As I write this, many children (and perhaps adults) are preparing to protest about a climate change agenda today.
It’s no secret that we are in the grip of one of the worst droughts in Australia in recorded history. It’s entirely possible that it is not the worst drought in Australia, but certainly it has not been good. We know. We’re living it.
But, as I watch and listen, I’m equally disappointed about opportunities lost. You see, I don’t think that what they are protesting about is either practical, or going to make much difference. Assuming that the carbon dioxide in the atmosphere is a problem (an obviously, people differ about that), these measures will do absolutely nothing to address the removal of the carbon dioxide from the air, and putting the carbon back in the soil where it belongs. And it doesn't do anything to encourage each person participating from taking personal responsibility for things they can change.
But just imagine what things could be like if instead of missing their exams and school to have protest, they were actively encouraging those of us engaging in regenerative agriculture – a type of agriculture that deliberately seeks to build soil, store carbon in the soil, reduce run off, pesticides and herbicides, and use herbivores to heal the land.
Imagine the difference these kids could make if they were prepared to personally act to improve their care of the land (and how much more influence they might have on the adults around them). Perhaps they could choose to reduce their plastic use in their space – by no longer using stuff out of a plastic bottle, but making their own shampoo bars, moisturiser and makeup and reusing the containers rather than buying tube after plastic tube that will enter landfill.

## PROVIDED RECORDS
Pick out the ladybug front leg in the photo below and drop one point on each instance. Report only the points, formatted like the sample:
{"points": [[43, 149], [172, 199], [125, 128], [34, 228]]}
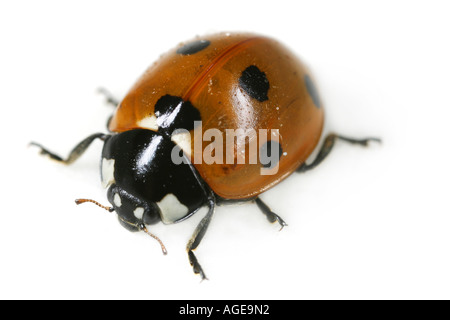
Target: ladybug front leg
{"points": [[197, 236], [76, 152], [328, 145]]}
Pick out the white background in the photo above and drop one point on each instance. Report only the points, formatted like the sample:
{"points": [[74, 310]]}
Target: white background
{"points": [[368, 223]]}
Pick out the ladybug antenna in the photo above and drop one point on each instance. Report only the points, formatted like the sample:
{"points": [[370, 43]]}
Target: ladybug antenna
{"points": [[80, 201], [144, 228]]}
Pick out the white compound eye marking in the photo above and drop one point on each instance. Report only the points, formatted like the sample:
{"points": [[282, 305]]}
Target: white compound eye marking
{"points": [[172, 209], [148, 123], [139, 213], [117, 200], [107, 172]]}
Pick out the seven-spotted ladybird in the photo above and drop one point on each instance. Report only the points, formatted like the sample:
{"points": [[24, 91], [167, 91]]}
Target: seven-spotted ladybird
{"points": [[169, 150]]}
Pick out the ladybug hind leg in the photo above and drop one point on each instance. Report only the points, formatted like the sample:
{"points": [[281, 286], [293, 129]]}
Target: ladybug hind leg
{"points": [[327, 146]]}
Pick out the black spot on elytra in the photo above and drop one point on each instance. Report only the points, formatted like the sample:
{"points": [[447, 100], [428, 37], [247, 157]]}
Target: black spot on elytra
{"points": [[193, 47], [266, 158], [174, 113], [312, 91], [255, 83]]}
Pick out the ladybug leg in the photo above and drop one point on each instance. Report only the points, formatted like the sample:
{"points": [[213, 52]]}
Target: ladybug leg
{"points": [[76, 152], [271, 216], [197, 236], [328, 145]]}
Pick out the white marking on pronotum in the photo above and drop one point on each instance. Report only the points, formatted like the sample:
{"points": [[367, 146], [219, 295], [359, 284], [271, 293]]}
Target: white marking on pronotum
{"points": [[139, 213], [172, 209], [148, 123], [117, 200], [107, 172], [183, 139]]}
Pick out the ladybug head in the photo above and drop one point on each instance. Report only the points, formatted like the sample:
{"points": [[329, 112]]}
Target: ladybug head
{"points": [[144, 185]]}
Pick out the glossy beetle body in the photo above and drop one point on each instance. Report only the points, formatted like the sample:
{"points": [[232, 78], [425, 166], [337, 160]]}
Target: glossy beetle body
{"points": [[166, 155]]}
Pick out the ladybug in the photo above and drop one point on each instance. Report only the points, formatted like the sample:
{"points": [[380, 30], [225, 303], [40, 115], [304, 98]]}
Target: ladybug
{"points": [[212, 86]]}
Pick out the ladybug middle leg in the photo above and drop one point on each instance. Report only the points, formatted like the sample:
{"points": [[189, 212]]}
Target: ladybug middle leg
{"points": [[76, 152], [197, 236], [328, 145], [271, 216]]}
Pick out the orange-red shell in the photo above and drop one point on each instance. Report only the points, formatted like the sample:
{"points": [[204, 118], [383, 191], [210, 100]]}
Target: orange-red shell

## REQUIRED WORK
1/ Reproduce the passage on climate protests from "It’s no secret" to "they can change.", inclusive.
2/ List the products that the passage on climate protests suggests the kids could make for themselves to cut their plastic use.

## ANSWERS BELOW
1/
It’s no secret that we are in the grip of one of the worst droughts in Australia in recorded history. It’s entirely possible that it is not the worst drought in Australia, but certainly it has not been good. We know. We’re living it.
But, as I watch and listen, I’m equally disappointed about opportunities lost. You see, I don’t think that what they are protesting about is either practical, or going to make much difference. Assuming that the carbon dioxide in the atmosphere is a problem (an obviously, people differ about that), these measures will do absolutely nothing to address the removal of the carbon dioxide from the air, and putting the carbon back in the soil where it belongs. And it doesn't do anything to encourage each person participating from taking personal responsibility for things they can change.

2/
- Shampoo bars
- Moisturiser
- Makeup